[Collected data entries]

== == ==

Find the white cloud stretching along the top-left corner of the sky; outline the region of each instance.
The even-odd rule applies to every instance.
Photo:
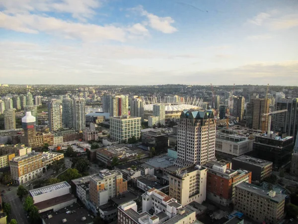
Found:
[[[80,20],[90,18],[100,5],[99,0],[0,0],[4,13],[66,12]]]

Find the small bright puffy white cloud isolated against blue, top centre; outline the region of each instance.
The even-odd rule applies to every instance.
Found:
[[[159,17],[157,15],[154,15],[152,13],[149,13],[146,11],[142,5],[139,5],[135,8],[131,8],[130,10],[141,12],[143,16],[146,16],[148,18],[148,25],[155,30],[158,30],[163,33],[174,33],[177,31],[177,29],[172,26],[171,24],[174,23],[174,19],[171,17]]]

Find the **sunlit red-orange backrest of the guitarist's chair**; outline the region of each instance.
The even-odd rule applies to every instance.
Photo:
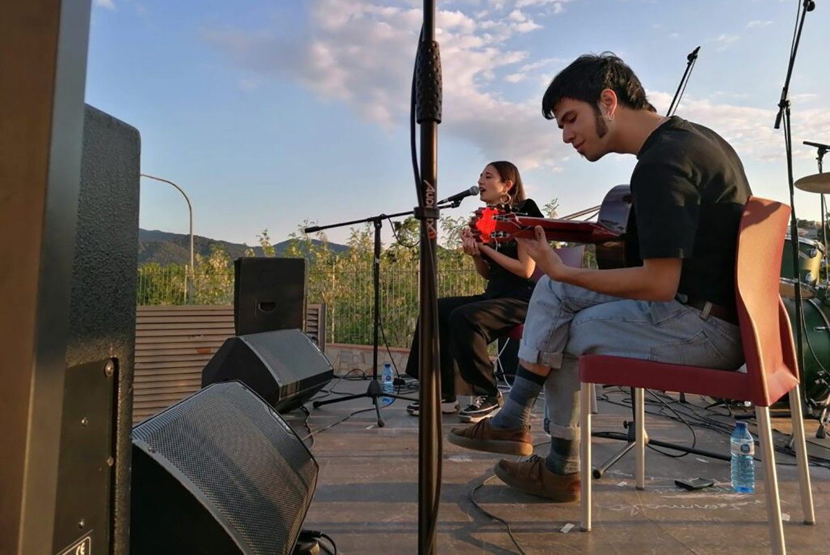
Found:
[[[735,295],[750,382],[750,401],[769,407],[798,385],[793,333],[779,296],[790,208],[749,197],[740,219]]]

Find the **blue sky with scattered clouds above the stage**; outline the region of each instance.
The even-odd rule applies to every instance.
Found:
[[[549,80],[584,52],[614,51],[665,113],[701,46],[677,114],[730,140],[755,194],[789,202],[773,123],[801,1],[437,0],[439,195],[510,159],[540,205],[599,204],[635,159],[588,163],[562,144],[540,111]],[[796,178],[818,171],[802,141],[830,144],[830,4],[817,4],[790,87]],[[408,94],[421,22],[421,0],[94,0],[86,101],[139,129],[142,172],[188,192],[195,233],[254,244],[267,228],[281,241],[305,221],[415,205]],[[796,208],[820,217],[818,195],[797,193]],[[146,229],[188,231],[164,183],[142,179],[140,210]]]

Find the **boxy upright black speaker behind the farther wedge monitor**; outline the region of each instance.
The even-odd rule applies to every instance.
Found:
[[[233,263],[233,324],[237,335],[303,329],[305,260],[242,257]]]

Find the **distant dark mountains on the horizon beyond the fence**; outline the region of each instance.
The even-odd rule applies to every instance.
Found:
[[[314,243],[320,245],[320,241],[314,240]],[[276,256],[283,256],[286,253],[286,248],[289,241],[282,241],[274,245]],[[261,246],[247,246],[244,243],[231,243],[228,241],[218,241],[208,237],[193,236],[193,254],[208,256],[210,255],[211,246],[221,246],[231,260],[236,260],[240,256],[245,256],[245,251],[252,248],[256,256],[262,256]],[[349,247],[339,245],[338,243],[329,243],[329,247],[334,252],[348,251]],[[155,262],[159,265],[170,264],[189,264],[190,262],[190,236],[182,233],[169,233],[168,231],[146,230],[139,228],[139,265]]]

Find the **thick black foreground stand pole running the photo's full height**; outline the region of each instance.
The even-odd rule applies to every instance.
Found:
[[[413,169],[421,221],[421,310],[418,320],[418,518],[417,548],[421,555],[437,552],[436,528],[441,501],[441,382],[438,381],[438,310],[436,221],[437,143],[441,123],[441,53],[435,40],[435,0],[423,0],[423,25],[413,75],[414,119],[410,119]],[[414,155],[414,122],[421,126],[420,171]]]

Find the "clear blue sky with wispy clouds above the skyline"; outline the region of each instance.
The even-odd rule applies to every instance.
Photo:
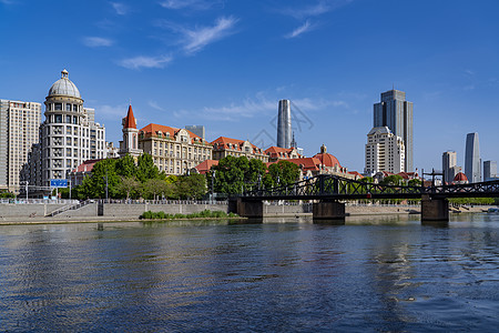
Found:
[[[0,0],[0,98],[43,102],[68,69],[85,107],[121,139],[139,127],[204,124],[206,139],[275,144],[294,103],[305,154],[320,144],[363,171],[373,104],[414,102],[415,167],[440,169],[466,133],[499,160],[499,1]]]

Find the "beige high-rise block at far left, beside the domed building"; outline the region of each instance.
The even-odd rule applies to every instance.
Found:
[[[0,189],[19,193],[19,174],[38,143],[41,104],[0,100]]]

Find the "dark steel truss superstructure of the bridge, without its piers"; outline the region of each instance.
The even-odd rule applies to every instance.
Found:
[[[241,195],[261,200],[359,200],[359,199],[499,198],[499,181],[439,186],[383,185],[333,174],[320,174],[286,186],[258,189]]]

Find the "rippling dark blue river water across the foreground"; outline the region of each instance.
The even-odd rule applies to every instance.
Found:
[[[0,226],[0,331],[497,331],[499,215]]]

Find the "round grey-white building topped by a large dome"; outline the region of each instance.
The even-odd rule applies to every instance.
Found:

== == ==

### How to complete this task
Count the lines in the records above that contain "black". Reply with the number only.

### Answer to this problem
2